Collection entries
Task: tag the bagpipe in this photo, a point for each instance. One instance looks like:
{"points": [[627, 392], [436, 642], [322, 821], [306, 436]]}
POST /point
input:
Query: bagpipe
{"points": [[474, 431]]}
---
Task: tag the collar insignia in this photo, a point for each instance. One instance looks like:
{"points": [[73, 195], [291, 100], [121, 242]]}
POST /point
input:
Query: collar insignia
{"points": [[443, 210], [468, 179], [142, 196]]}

TASK INSTRUCTIONS
Return every line of the data above that contains the word "each", treating uppercase and lowercase letters as different.

ANSWER
Task: tag the bagpipe in this photo, a point for each instance. One instance looks like:
Task: tag the collar insignia in this photo, a point for each instance. One instance looks like:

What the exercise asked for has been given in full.